- _Task brief_: Transcribe the data in full and exactly, omitting any pictures.

- _Dataset excerpts_:
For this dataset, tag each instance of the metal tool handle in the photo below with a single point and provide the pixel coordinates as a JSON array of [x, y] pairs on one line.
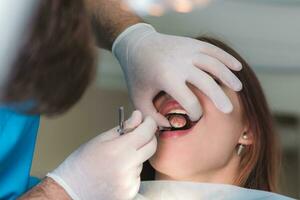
[[121, 120]]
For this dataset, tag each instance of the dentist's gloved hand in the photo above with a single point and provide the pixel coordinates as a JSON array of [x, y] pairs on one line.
[[109, 166], [153, 62]]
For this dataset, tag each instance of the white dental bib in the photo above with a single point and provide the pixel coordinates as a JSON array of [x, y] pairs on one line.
[[178, 190]]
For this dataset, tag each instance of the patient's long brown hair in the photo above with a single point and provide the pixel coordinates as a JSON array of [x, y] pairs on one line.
[[56, 63], [259, 167]]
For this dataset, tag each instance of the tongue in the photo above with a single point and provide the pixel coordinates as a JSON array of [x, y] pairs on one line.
[[177, 121]]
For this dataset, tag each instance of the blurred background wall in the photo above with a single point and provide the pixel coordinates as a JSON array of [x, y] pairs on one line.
[[266, 33]]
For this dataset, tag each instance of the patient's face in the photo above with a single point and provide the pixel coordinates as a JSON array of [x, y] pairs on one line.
[[206, 148]]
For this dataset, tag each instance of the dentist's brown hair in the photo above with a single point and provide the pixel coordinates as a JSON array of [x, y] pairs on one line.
[[57, 61]]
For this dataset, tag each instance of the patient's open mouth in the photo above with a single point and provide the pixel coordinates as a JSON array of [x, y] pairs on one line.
[[179, 121]]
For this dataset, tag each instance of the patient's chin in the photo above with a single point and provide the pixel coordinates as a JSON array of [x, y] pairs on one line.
[[169, 169]]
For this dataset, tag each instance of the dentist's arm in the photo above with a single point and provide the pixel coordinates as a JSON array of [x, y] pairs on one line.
[[153, 62], [47, 189], [106, 167]]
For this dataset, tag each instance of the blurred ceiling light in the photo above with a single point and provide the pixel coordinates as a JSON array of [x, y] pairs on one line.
[[182, 6], [159, 7]]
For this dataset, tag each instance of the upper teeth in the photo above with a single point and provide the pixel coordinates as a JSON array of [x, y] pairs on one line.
[[177, 111]]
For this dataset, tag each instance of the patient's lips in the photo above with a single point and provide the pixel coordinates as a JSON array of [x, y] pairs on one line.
[[177, 121]]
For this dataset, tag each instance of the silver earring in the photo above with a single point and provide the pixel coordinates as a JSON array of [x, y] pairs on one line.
[[240, 149], [241, 146]]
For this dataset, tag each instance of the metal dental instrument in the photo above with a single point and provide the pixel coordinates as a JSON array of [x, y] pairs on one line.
[[121, 130]]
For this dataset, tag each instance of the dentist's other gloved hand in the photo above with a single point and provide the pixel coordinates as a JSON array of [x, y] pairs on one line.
[[109, 166], [153, 62]]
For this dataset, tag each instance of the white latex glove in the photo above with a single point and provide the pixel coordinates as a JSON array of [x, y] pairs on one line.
[[109, 166], [153, 62]]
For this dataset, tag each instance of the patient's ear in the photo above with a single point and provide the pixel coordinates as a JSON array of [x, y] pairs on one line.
[[246, 137]]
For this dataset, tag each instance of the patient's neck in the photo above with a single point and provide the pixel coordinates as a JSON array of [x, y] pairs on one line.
[[223, 175]]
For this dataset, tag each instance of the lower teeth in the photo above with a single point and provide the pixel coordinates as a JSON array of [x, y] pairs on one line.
[[179, 121]]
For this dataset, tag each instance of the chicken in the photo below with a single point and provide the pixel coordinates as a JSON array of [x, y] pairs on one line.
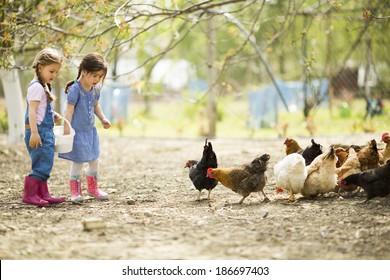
[[198, 170], [292, 146], [243, 179], [290, 174], [375, 182], [386, 151], [311, 152], [369, 156], [321, 175], [342, 155], [351, 166]]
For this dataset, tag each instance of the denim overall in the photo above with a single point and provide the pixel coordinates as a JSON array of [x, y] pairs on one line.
[[86, 140], [42, 158]]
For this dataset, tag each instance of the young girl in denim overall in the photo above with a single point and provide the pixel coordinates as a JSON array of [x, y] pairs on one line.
[[39, 122], [82, 105]]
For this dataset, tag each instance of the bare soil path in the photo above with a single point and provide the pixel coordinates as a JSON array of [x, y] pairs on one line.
[[153, 213]]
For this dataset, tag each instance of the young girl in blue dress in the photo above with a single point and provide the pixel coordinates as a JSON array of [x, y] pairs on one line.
[[39, 122], [82, 105]]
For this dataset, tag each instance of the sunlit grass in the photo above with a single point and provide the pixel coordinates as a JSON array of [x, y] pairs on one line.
[[179, 118]]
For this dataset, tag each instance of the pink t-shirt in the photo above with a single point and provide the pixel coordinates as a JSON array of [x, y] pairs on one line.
[[35, 92]]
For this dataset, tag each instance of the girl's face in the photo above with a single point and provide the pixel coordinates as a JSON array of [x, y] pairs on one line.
[[49, 72], [91, 79]]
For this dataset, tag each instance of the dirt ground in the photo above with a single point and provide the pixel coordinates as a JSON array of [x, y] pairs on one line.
[[153, 213]]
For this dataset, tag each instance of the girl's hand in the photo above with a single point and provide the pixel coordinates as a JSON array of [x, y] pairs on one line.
[[57, 118], [106, 123], [35, 140]]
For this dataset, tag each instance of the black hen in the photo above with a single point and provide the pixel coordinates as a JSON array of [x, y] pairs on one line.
[[198, 170], [311, 152], [375, 182]]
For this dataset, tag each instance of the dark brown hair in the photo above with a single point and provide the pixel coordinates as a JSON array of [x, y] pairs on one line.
[[46, 57], [92, 62]]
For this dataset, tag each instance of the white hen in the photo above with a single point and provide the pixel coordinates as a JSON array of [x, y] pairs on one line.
[[290, 174], [321, 175]]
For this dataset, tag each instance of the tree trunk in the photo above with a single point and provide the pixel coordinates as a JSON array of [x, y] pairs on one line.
[[212, 78]]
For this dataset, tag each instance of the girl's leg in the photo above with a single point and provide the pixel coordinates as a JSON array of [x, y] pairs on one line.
[[92, 179], [75, 181]]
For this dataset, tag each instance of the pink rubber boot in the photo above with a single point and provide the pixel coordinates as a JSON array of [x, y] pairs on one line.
[[44, 194], [30, 195], [75, 190], [93, 189]]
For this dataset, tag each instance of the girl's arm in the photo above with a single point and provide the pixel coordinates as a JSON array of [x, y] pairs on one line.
[[99, 113], [68, 116], [35, 138]]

- _Solution to this exercise_:
For this dataset, tag each instance of the metal tool handle in the photo below with a single point and provide the pixel coordinates as a JSON array of [x, y] pairs on one line.
[[121, 120]]
For this dataset, tag each instance of the dentist's gloved hand in the photo above with a single point and provide the pixel coordinates as a JSON array of [x, y] pairs on one line.
[[109, 166], [153, 62]]
For this dataset, tag each instance of the white dental bib in the photo above with a single point and provide the pixel coordinates as a JSON array of [x, y] pairs on one line.
[[178, 190]]
For this dataset, tag each instance of the patient's long brown hair in the photo above with a single point and provide the pixel coordinates as a JSON array of [x, y] pairs on one line.
[[56, 63], [259, 167]]
For this dataset, tag each instance of the tongue in the photo above with a single point and provide the pixel coordinates as a JSON array of [x, y] pairs on one line.
[[177, 121]]
For this dataset, tag each instance of the blurred background wall in the photo above with a single point and provide the pixel coordinates as a JSON array of [x, y] pairs on one line.
[[266, 33]]
For this dataset, tag each instance of the patient's face in the photo above with a single point and provide the pixel coordinates as a JSON array of [x, y] pairs on one line.
[[206, 148]]
For this dataset, tag each instance of the dentist's brown hair in the photo above with a single point and provide the pixel coordinates as a JSON array of [x, y] pairs on one line.
[[57, 61]]
For this dataset, tag each instance of the patient's open mouth in the photo above with a single point and provide the pixel coordinates as a JSON array of [x, y] pairs on one line.
[[179, 121]]
For this dataset, tag each instance of the patient's chin in the photo above with a single point and provide the pixel coordinates as a JSON array of [x, y] pairs on one line.
[[169, 169]]
For this dataset, tag each instance of the dentist's arm in the photo above with a single point and provide the pixel coordinates as a JSON array of [x, y] pairs on one line.
[[153, 62], [47, 189], [106, 167]]
For this dataset, tag each instance of the blurred ceiling light in the photo above with a single point and provide the pixel coordinates as a JSON array of [x, y] pairs on one line.
[[182, 6], [159, 7]]
For this dataset, tag each instance of the upper teeth in the photo above with a single point and provide the pixel coordinates as a JSON array of [x, y] pairs on one line.
[[177, 111]]
For this dataset, tag each instance of the patient's lips in the photo above with a single point and provide the pixel coordinates as a JSON array of [x, y] pairs on one line.
[[177, 121]]
For this dataset, tag each instance of the silver earring in the photo above with a single point and provide the pixel coordinates as a JSON array of [x, y] pairs on one line.
[[240, 149], [241, 146]]
For this dataset, tag each instance of the metal dental instrument in the photo above with a single point and provide the pixel coordinates as a JSON array of [x, y] pairs on one line.
[[121, 130]]
For this dataset, tag each instance of the dentist's other gloved hand in the photo above with a single point and provide the pixel coordinates as a JSON array of [x, y] pairs on one line.
[[109, 166], [153, 62]]
For this dataset, tag each instance of the white latex glove in the photo above with a single point and provide the pixel coordinates as a JSON array of [x, y] pairs on one line.
[[109, 166], [153, 62]]
For this dataset, tag each instance of the patient's ear in the photo above with a single point and provide the pixel coordinates as a JSON array of [x, y] pairs on one line.
[[246, 137]]
For this dataset, tag each instance of the patient's neck in the photo above with a single point and provide the pixel coordinates as a JSON array of [x, y] pairs on one line.
[[223, 175]]
For this dataset, tag each instance of the lower teeth in the photo above with a single point and provide the pixel coordinates as a JSON array of [x, y] pairs on one line.
[[179, 121]]
For this dataset, tag each instance of the chicken in the photo below with a single point and provide the pixel coordinates as a JSON array of [x, y] pairs on one line.
[[198, 170], [292, 146], [243, 179], [290, 174], [375, 182], [386, 151], [311, 152], [369, 156], [321, 175], [342, 155], [351, 166]]
For this dataset, tag each instance of the denim overall in the photo above with a single point and provide the pixel coordinates as a JSON array of [x, y] pairs on one line.
[[86, 140], [42, 158]]
For this dataset, tag each instance of the young girl in denim overall in the photo above with a single point and provide the pixel coordinates as a JSON array of [x, y] pairs on one line.
[[39, 122], [82, 105]]
For this dataset, tag each instance of the bare soil path in the photo above with a single point and provide the pixel coordinates as a JSON array of [x, y] pairs on one line.
[[153, 213]]
For this dataset, tag each instance of the young girl in blue dress in the photo above with a single point and provide the pixel coordinates as a JSON array of [x, y] pairs on one line.
[[39, 122], [82, 105]]
For this dataset, tag each instance of the sunlit grass in the photo above with a single point and provide the pixel coordinates as a JSON array of [x, y] pairs on one line.
[[179, 118]]
For this dataset, tag each instance of the pink t-shirt in the photo above with a single point and provide the pixel coordinates as a JSON array of [x, y] pairs on one line.
[[35, 92]]
For this dataset, tag each instance of the girl's face in the photo above with a single point and provide the pixel coordinates as a JSON array of [x, y] pairs on one line.
[[49, 72], [91, 79]]
For this dataset, tag each instance of the dirt ground in the photo above with a single point and provide the pixel coordinates as a JSON array of [x, y] pairs on one line.
[[153, 213]]
For this dataset, tag each instance of the girl's hand in the photo above with a single point and provide the pixel coordinates as a JSON array of [x, y] pairs on one line.
[[57, 118], [106, 123], [35, 140]]
For this dataset, tag each instance of the black hen in the photo above with a single point and provide the pixel coordinates as a JSON array of [x, y] pairs on one line.
[[198, 170], [311, 152], [375, 182]]
For this dataset, tag each instance of the dark brown hair in the photo above with a single point and provide the pixel coordinates as a JSON array of [x, y] pairs on one line.
[[46, 57], [92, 62]]
For this dataset, tag each instance of the white hen in the photo above with a single point and provide the pixel coordinates as a JSON array of [x, y] pairs on one line.
[[290, 174], [321, 175]]
For this dataset, tag each instance of the tree trunk in the photo above with a single point and provide the pixel coordinates as a JSON array of [x, y] pairs on one line.
[[212, 78]]
For this dataset, tag each instance of the girl's leg in the photo above with a single point and provide the pixel coordinates as a JSON array of [x, y] pairs on one line.
[[92, 179], [75, 181]]
For this dataset, tag each instance of the pink rubber boot in the photo above with a single point and provide the pixel coordinates as a JSON array of [x, y] pairs on one line.
[[44, 194], [30, 195], [75, 190], [93, 189]]
For this dataset, tag each instance of the girl's arm in the photo above with a single point and provide the pixel coordinates as a JSON array of [x, y] pairs on one line.
[[99, 113], [68, 116], [35, 138]]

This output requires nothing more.